• Work item:
From the entries below, work out how many lines contain the string "sample"; answer with the number alone.

• Material for the task:

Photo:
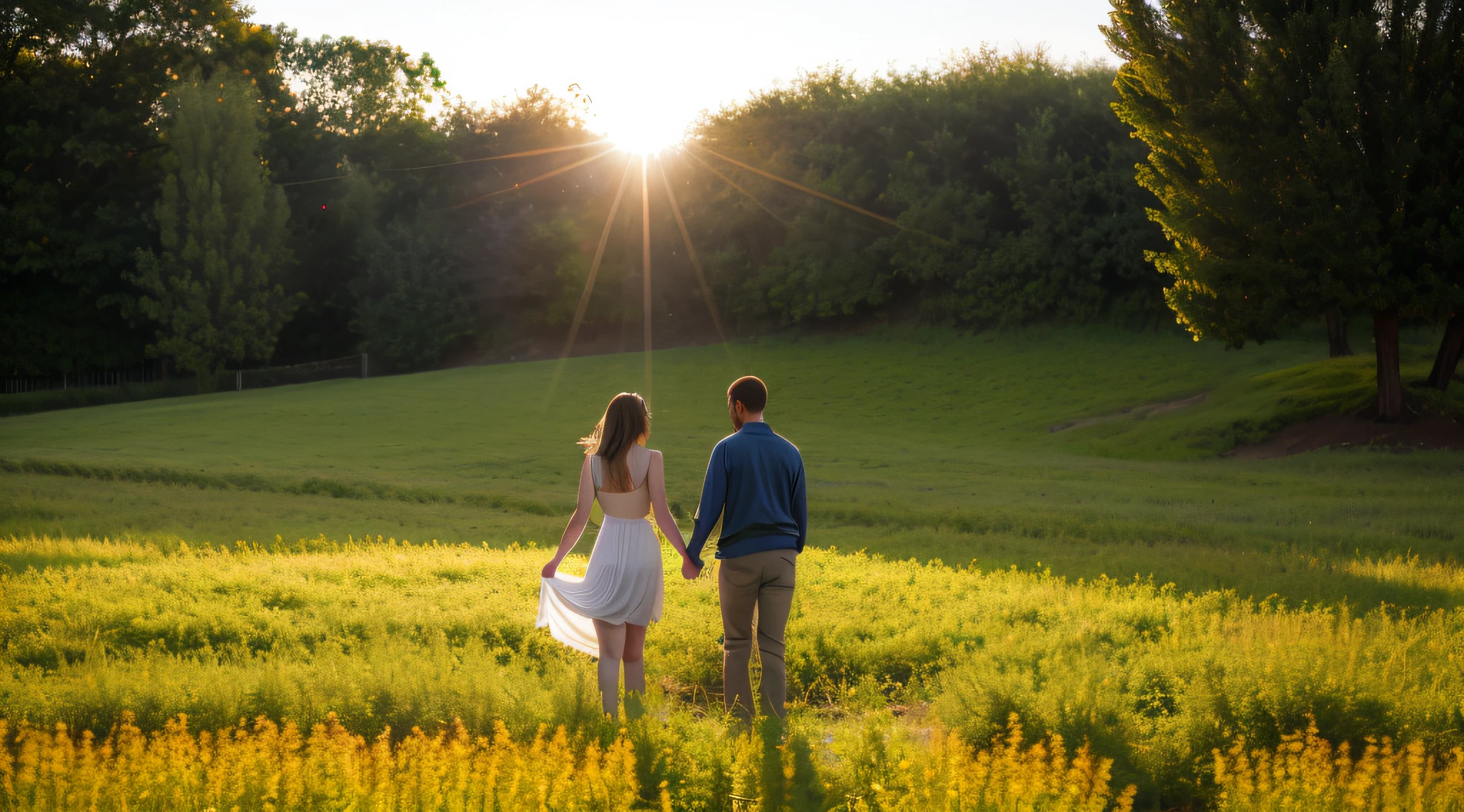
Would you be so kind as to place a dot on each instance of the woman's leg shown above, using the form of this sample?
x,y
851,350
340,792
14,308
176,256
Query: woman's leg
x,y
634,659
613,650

--

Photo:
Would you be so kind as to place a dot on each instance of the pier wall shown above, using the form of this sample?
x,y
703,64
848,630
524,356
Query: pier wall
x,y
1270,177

...

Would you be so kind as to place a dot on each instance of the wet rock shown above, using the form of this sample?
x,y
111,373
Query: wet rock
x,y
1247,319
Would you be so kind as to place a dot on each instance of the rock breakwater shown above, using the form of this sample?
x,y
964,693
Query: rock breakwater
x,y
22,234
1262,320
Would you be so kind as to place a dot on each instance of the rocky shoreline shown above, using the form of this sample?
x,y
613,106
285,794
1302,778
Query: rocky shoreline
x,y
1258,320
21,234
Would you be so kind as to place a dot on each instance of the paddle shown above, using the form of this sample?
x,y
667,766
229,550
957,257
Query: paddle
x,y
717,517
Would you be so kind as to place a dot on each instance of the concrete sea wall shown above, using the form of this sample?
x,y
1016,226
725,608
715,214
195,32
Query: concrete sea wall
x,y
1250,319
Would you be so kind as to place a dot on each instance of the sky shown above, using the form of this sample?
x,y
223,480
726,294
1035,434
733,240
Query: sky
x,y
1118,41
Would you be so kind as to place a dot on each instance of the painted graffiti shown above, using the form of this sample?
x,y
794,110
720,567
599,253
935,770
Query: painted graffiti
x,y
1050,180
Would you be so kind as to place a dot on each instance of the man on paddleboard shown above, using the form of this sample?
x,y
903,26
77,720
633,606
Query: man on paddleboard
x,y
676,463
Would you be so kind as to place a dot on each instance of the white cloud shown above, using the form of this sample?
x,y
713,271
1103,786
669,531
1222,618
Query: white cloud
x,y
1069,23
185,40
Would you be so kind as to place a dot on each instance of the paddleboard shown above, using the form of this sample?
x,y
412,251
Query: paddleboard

• Result for this task:
12